(Record excerpts Opens)
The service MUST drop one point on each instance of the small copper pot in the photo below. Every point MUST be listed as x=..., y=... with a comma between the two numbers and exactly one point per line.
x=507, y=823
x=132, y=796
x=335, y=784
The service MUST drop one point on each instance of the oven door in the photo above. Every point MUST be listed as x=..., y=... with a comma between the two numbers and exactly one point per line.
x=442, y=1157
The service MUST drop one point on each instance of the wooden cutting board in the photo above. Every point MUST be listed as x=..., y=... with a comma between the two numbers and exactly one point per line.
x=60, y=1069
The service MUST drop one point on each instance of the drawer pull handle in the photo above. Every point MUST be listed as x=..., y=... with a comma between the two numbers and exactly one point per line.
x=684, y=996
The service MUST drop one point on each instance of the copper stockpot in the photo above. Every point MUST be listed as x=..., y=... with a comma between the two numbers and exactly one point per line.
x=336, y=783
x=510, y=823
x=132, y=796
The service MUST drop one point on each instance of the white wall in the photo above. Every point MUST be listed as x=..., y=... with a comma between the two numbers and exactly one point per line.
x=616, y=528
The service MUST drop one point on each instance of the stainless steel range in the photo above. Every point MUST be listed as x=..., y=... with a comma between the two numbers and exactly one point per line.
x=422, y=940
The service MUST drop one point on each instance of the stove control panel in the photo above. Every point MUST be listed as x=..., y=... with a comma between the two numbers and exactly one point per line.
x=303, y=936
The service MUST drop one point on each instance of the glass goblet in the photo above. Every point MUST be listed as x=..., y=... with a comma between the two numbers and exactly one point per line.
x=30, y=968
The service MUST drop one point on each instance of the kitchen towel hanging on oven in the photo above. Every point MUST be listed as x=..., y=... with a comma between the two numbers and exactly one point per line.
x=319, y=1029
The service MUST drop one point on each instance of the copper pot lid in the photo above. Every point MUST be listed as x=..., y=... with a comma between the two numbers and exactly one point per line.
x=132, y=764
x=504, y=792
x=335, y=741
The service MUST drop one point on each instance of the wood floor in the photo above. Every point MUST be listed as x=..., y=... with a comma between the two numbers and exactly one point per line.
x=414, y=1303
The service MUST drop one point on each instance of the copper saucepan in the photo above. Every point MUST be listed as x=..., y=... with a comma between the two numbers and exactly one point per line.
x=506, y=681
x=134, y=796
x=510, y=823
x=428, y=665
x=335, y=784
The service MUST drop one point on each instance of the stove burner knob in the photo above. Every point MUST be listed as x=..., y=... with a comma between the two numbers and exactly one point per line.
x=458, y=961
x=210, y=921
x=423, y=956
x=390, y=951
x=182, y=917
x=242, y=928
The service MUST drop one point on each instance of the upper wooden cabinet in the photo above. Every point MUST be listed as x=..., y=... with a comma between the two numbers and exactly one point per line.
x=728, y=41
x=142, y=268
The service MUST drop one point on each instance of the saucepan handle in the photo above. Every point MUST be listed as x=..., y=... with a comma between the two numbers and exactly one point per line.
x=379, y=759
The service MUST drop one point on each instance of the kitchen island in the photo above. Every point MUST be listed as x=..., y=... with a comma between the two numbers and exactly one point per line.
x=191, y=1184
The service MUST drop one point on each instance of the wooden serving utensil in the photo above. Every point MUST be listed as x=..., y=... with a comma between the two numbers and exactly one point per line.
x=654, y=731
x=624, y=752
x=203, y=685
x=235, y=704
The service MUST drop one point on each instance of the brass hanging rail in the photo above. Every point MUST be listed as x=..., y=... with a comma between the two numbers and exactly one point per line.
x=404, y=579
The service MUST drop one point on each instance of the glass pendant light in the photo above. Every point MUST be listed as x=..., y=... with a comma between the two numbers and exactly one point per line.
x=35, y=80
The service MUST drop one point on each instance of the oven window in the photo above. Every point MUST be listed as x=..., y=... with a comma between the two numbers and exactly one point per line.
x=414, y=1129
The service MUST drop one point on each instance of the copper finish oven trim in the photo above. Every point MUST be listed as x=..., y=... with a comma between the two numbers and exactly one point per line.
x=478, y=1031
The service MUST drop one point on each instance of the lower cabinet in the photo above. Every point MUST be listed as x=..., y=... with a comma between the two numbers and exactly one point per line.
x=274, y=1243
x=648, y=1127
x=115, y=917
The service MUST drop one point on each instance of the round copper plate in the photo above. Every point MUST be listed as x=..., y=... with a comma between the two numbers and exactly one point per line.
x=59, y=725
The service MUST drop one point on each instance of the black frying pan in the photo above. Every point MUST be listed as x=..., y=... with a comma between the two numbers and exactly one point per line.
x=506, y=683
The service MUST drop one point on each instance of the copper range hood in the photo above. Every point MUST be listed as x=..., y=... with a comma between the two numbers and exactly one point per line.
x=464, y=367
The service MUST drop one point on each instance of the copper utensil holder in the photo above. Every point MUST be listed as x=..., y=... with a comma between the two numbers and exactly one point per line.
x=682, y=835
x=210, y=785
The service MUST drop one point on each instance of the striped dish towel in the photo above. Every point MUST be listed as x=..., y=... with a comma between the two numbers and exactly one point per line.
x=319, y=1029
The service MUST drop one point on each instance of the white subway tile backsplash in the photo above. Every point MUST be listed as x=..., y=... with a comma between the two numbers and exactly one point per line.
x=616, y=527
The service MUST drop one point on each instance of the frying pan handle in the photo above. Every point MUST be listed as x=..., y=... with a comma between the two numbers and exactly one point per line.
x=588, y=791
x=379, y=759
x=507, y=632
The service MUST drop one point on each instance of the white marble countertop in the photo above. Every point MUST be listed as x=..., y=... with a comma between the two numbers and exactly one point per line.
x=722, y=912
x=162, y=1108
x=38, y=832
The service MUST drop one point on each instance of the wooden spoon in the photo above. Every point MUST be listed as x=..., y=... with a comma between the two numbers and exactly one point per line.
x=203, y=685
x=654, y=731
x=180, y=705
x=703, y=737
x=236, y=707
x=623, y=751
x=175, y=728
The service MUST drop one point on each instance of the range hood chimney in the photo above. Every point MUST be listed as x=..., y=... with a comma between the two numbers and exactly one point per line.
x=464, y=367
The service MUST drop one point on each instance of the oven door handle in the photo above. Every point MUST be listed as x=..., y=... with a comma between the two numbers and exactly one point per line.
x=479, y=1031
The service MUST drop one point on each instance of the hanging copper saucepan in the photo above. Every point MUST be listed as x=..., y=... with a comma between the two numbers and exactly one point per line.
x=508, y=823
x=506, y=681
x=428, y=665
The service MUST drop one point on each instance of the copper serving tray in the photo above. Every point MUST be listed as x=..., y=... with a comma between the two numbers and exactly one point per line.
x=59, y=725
(Record excerpts Closes)
**The problem**
Word for word, transcribe each of the entries above.

**Reply**
The service MUST drop one point on each instance of the small copper pot in the photo below. Every point MUST be listed as x=..., y=... with a comma between the two numbers and exactly one point per line.
x=507, y=823
x=132, y=796
x=335, y=784
The service MUST drop one point on each instance of the oven door in the photo above. Every point MUST be listed as x=..., y=... with a comma between the two numbers and exactly one point per line.
x=442, y=1157
The service MUST drop one point on each instance of the wooden cutting board in the photo above. Every point MUST be listed as x=..., y=... with a comma between the two numbers and exactly one point per line.
x=60, y=1069
The service MUST drop one point on each instance of the drawer pull handle in the photo above. Every point MUST be listed as x=..., y=... with a comma between the two numbers and exactly one point per line.
x=684, y=996
The service MUST drop one point on each instance of the copper stockpot in the photo above. Every point MUST be listed as x=..., y=... with a comma between the two numbers and exactly one point per line.
x=336, y=783
x=510, y=823
x=132, y=796
The service MUST drop one point on each instance of the white wall in the photo above. Every point MUST be listed as x=..., y=... with a comma between the two numbers and exactly one point per line.
x=616, y=528
The service MUST drop one point on each instance of the stainless steel range in the photo above. Every point MUST be listed as x=..., y=... with a comma between the two numbers and exactly one point per line.
x=422, y=940
The service MUST drop one point on each instance of the stove control panel in the photo above. Every point MUST be listed as x=..., y=... with a comma between the two numbers and exactly one point per line.
x=303, y=936
The service MUST drop one point on each instance of the glass goblet in the photo above. Every point MUST be listed as x=..., y=... with a comma between the two numbers and exactly one point per line.
x=30, y=968
The service MUST drop one point on each instance of the kitchen towel hanging on oven in the photo above. Every point MUST be listed as x=..., y=... with a comma between the two numbers and exactly one point per line.
x=319, y=1029
The service MUST drop one point on each instance of the copper pot lid in the photo above. Every point MUST be listed as x=..., y=... with a comma between the two numbers and exactly one point per line.
x=132, y=764
x=504, y=792
x=335, y=741
The service MUST drop one point on each instance of the wood floor in the photo above. Every point MUST be listed as x=..., y=... with a comma between the two numbers and exactly one point per line.
x=414, y=1303
The service MUST drop one point on each instance of the copper saucepan in the photo above. Every point MUST be listed as x=..., y=... with a comma between the two numbers and exactly one point per line.
x=506, y=681
x=134, y=796
x=510, y=823
x=428, y=665
x=335, y=784
The service MUST drop one point on each instance of the stove burner knob in the photo above. Every point MUST be listed as x=..., y=... with a comma between the two numbers and exactly one point per line.
x=458, y=961
x=210, y=921
x=423, y=956
x=390, y=951
x=182, y=917
x=242, y=928
The service MUST drop one point on each instance of the upper wooden cabinet in the photo above. Every point MUST be listed as x=..., y=... with a comma between the two numbers and exactly one point per line.
x=728, y=41
x=142, y=268
The service MUST drop one point on each instance of the saucepan handle in the photo above. Every point MUST be listed as x=..., y=... with a comma between the two numbers and exactly one point per line.
x=379, y=759
The service MUST drop one point on each instance of the kitchen island in the photo above. Every point MUST be listed as x=..., y=... with a comma between the two numbers and exactly one point per line.
x=191, y=1184
The service MUST drop one point on each instance of the wooden serving utensil in the photo above. Every point MUST be listed as x=..., y=... with a comma between the two numbers and exactly one point per line.
x=654, y=731
x=624, y=752
x=203, y=685
x=235, y=704
The service MUST drop one point on each instance of the brass hanging rail in the photo above. Every point MUST be listed as x=..., y=... with a comma between the two numbers and exactly one point per line.
x=404, y=579
The service MUST drop one point on each instance of the glass pendant light in the photo above. Every point MUST be listed as x=..., y=... with a comma between the two numbers and exactly one point per line.
x=35, y=80
The service MUST drop one point on each instance of the oven window in the photo above. Every point MUST be listed as x=..., y=... with a comma between the two numbers and exactly one point per line.
x=414, y=1129
The service MUST drop one point on each instance of the copper finish oven trim in the photo above. Every point MUST be listed as x=..., y=... with a comma between the two numbers and exactly one point per line.
x=478, y=1031
The service MUST drop one point on each instance of the lower cabinet in the photo above. Every point MUST be listed as x=..., y=... with a comma between the two numbers and exactly one point per line.
x=274, y=1243
x=648, y=1127
x=115, y=917
The service MUST drop one point on each instance of the round copper plate in the photo above. Every point MUST be listed as x=..., y=... with a comma between the two numbers and exactly one point per line.
x=59, y=725
The service MUST drop one point on each instance of the black frying pan in the photo above. Every point MUST be listed as x=..., y=... with a comma between the two numbers and exactly one point per line.
x=506, y=683
The service MUST drop one point on each instance of the copper range hood in the photo above. Every point MUST be listed as x=..., y=... with a comma between the two numbers and exactly one point per line.
x=464, y=367
The service MUST drop one point on each instance of the copper utensil holder in the photo above. Every point MUST be listed as x=..., y=... with a comma between the two numbers and exactly one point per line.
x=682, y=835
x=210, y=785
The service MUST drop one point on each instance of the striped dish towel in the photo above. Every point MUST be listed as x=..., y=... with a comma between the two numbers and exactly one point per line.
x=319, y=1029
The service MUST drop one point on each instance of the white subway tile backsplash in the photo above. Every point MUST be listed as x=..., y=... with a comma between the two numbers and exactly one point per line.
x=616, y=527
The service MUST drop one point on each instance of the frying pan handle in the photo above. Every point MUST be listed as x=..., y=... with a comma between the two numbers and exactly one point per line.
x=588, y=791
x=379, y=759
x=507, y=632
The service MUST drop one point on each instance of the white marble countertop in the photo above. Every point MUST be listed as x=..., y=... with a comma between the two numbers and exactly one point per line.
x=722, y=912
x=162, y=1108
x=38, y=832
The service MUST drop one point on each instance of the wooden spoon in the photo above. Every point MUST be listed as x=..., y=... with a comma between the two numbers and exactly one point per line.
x=203, y=685
x=654, y=731
x=180, y=705
x=703, y=737
x=236, y=707
x=623, y=751
x=175, y=728
The service MUST drop one point on each instance of the range hood chimney in the photo above. Every point MUST be listed as x=..., y=... with a comma between the two numbers and exactly one point per line.
x=464, y=367
The service MUST drop one point on each instance of the oven door handle in the photo above. Every point MUST be listed as x=..., y=... with a comma between the two numbers and exactly one point per line.
x=479, y=1031
The service MUST drop one point on each instance of the hanging copper saucepan in the photo above. Every point MUST be listed as x=..., y=... with a comma between the two numbers and exactly one point per line.
x=508, y=823
x=506, y=681
x=428, y=665
The service MUST drop one point on each instance of the copper serving tray in the photo above. Every point MUST be listed as x=..., y=... with a comma between the two numbers and exactly one point per line.
x=59, y=725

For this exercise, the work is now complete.